(Work to complete) Repeat the records below word for word, but start at the line that contains "Every instance of the chimney", stop after the last line, and include nothing else.

-- start of Recorded data --

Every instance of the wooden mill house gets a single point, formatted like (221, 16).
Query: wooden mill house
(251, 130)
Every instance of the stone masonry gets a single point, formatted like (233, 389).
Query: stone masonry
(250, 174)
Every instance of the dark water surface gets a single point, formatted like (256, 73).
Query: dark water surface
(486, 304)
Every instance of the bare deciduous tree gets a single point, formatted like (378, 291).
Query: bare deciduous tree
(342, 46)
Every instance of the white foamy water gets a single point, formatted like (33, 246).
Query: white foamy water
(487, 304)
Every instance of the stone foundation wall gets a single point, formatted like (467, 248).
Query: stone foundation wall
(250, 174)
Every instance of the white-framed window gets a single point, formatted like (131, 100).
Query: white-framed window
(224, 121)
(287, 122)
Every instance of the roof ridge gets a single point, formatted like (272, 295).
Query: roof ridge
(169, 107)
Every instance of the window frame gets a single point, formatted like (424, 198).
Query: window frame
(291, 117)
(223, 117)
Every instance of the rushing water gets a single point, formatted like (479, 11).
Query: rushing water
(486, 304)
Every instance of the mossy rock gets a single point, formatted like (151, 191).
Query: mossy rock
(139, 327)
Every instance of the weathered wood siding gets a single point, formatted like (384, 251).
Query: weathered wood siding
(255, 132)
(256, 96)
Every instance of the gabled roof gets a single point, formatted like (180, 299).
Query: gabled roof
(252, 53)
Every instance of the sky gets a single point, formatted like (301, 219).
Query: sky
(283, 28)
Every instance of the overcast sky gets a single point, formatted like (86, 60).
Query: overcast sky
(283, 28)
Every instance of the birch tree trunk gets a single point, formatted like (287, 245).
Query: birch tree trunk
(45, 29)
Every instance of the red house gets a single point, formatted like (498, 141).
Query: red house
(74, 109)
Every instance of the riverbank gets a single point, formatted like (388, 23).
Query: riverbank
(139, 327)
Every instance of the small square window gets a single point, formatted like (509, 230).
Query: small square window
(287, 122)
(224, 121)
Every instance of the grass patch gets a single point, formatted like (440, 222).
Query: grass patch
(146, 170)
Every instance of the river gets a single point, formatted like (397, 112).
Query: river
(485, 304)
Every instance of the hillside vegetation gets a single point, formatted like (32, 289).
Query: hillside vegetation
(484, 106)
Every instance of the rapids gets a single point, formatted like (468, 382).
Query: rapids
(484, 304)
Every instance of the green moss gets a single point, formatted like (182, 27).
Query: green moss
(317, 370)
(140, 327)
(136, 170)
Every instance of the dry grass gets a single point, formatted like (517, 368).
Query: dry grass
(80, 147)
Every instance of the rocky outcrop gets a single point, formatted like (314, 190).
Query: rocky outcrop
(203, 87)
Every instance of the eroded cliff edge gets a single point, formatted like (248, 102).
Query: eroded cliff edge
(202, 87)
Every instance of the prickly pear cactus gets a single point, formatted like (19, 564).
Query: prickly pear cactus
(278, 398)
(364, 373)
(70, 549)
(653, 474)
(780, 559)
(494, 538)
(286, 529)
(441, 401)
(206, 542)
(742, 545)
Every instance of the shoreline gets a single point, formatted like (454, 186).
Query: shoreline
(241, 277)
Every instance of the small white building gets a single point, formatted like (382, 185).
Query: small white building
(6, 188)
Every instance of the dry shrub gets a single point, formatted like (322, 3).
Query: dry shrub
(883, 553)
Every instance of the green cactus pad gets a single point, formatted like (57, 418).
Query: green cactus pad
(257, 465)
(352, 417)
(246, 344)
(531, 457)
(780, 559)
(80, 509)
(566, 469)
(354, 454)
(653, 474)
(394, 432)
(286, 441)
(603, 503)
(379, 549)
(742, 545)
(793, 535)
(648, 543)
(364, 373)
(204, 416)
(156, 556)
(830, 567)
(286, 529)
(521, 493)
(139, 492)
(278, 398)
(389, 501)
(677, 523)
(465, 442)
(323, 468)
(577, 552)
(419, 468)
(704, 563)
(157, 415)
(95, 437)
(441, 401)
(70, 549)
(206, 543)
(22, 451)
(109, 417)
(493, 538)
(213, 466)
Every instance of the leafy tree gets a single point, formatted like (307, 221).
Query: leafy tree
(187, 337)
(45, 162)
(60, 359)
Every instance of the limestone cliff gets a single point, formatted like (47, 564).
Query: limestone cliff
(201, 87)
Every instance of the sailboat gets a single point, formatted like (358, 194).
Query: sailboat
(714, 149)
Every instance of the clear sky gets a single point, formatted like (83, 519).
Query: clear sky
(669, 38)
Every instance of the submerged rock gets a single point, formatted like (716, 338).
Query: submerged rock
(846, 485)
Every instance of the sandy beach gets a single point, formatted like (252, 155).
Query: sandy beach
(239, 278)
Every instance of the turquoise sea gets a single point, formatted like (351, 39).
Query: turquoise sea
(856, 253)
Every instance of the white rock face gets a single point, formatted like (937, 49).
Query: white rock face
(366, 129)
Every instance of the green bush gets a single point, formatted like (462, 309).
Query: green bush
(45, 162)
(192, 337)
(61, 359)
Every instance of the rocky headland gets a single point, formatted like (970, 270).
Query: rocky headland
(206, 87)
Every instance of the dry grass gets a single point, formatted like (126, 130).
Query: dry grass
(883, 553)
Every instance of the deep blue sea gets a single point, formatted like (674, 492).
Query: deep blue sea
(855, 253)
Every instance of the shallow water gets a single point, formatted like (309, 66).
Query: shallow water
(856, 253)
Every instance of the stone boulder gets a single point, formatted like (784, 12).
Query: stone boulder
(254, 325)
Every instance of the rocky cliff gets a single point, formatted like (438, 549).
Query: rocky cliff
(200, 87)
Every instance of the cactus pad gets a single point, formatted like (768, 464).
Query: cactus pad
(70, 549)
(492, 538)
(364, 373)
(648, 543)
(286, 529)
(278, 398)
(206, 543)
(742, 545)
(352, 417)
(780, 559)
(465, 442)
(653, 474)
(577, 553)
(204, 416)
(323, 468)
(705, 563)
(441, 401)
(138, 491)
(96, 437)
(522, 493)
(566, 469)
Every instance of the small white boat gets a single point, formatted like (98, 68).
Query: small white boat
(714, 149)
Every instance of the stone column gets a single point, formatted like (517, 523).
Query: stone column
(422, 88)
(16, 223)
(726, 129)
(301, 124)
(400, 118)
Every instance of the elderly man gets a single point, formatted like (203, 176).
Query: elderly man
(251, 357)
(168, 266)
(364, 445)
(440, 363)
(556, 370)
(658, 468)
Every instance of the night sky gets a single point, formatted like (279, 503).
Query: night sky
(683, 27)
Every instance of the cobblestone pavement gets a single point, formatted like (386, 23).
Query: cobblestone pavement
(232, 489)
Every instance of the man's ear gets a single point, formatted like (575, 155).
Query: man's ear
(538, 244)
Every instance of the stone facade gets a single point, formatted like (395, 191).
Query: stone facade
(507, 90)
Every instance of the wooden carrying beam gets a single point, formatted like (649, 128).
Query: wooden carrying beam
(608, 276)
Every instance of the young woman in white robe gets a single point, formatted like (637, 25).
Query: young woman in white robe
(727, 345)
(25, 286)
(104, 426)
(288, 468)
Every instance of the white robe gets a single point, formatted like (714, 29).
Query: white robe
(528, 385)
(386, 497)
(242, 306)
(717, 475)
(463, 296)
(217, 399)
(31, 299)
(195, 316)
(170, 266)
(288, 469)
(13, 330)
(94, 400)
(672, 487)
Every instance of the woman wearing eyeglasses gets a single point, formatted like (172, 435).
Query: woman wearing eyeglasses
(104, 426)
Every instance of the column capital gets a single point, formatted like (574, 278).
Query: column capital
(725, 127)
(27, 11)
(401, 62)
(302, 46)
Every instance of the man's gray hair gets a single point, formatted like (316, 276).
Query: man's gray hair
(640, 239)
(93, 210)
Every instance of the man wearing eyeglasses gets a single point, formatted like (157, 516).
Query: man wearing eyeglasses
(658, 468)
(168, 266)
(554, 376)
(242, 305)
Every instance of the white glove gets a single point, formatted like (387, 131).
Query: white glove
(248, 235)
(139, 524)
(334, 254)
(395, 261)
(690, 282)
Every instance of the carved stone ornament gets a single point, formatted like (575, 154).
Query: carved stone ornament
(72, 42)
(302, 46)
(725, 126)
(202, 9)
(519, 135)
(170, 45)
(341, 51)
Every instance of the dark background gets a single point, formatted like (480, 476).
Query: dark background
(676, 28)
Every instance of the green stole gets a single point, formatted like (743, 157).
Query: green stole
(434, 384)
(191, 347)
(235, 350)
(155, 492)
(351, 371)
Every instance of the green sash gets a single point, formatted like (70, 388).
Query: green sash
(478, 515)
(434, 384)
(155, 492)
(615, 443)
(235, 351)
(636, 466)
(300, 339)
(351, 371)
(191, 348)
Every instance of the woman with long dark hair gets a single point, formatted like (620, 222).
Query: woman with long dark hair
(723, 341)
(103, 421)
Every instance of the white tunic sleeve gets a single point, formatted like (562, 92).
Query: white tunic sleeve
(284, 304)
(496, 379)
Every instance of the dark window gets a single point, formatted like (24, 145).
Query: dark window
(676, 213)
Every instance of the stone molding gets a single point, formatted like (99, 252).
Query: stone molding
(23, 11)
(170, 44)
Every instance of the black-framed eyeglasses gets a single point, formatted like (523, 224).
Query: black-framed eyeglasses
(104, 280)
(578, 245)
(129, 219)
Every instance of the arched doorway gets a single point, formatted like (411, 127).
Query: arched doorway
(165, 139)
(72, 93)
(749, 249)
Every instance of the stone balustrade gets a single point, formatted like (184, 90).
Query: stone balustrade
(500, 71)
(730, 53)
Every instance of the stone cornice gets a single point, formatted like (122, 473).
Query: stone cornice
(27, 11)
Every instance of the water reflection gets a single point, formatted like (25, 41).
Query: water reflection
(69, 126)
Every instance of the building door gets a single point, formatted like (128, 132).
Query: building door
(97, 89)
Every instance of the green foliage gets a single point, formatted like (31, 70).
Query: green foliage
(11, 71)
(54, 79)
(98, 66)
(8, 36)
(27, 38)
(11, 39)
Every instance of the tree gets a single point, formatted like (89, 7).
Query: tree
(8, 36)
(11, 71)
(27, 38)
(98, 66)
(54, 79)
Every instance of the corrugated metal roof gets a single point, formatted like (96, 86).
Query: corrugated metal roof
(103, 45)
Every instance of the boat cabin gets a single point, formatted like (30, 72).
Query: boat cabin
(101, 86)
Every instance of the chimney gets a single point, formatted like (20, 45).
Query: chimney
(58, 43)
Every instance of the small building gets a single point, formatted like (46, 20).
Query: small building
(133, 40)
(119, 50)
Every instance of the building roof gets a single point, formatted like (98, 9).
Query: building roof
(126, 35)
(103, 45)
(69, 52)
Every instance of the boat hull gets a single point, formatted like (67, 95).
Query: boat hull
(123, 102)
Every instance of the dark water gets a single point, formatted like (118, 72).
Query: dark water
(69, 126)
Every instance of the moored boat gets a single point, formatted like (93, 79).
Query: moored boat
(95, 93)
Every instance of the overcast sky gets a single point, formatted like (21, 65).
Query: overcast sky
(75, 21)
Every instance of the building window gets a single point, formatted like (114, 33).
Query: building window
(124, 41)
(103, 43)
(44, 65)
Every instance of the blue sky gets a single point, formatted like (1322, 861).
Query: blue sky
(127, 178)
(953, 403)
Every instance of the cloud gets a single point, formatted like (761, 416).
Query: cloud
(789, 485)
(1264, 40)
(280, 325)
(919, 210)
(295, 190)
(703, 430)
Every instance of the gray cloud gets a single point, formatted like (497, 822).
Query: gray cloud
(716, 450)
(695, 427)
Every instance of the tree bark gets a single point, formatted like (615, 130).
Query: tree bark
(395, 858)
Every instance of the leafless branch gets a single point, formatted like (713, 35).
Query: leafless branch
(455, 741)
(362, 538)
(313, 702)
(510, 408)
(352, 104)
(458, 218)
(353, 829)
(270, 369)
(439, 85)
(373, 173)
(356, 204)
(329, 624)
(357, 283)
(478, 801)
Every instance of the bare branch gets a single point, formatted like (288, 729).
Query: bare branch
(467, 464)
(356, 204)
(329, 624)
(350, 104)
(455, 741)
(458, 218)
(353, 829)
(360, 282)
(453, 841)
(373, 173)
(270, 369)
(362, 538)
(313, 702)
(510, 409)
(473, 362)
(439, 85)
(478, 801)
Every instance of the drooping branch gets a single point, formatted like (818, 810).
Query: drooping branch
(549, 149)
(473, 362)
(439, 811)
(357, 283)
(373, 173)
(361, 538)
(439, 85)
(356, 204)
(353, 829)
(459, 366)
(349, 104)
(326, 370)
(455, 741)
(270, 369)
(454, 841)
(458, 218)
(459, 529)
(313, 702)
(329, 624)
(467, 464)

-- end of Recorded data --

(Right answer)
Every instance of the chimney gets a single point, formatted like (20, 45).
Query: chimney
(58, 43)
Every instance of the small building gets a single point, formatted like (46, 20).
Query: small building
(133, 40)
(119, 50)
Every instance of the building roof gets a single point, formatted like (98, 9).
Query: building roof
(126, 35)
(103, 45)
(69, 52)
Every instance of the boat hull gets a single point, formatted like (67, 95).
Query: boat hull
(123, 102)
Every instance of the dark water gets a single point, formatted like (118, 72).
Query: dark water
(69, 126)
Every instance of the moored boat gets a single point, formatted like (93, 79).
Query: moored boat
(95, 93)
Every instance of the overcast sky gets a single point, formatted like (21, 65).
Query: overcast sky
(75, 21)
Every instance of the building window gets a single point, formatted like (114, 33).
Query: building window
(124, 41)
(103, 43)
(44, 65)
Every instance of the blue sky gets a single point, formatted like (1322, 861).
Query: blue sky
(127, 178)
(953, 403)
Every instance of the cloud gets a single point, formatted like (761, 416).
Query: cloud
(789, 485)
(1264, 40)
(280, 325)
(919, 210)
(295, 190)
(703, 430)
Every instance of the gray cloud gets a single point, formatted like (497, 822).
Query: gray cloud
(716, 450)
(695, 427)
Every instance of the tree bark gets a single point, formatted like (615, 130).
Query: tree bark
(395, 858)
Every instance of the leafless branch gets a single point, formatted like (713, 35).
Query: leafless branch
(455, 741)
(362, 538)
(313, 702)
(510, 408)
(352, 104)
(458, 218)
(353, 829)
(270, 369)
(439, 85)
(373, 173)
(356, 204)
(329, 624)
(357, 283)
(478, 801)
Every instance of the bare branch gets a single point, formatted like (288, 729).
Query: bare branch
(467, 464)
(356, 204)
(329, 624)
(350, 104)
(455, 741)
(458, 218)
(353, 829)
(360, 282)
(453, 841)
(373, 173)
(270, 369)
(362, 538)
(313, 702)
(510, 409)
(473, 362)
(439, 85)
(478, 801)
Every instance of the drooping branch gets a single point, formatted like (818, 810).
Query: drooping branch
(549, 149)
(473, 362)
(439, 811)
(357, 283)
(373, 173)
(361, 538)
(439, 85)
(356, 204)
(353, 829)
(459, 366)
(349, 104)
(326, 370)
(455, 741)
(270, 369)
(454, 841)
(458, 218)
(459, 529)
(313, 702)
(329, 624)
(467, 464)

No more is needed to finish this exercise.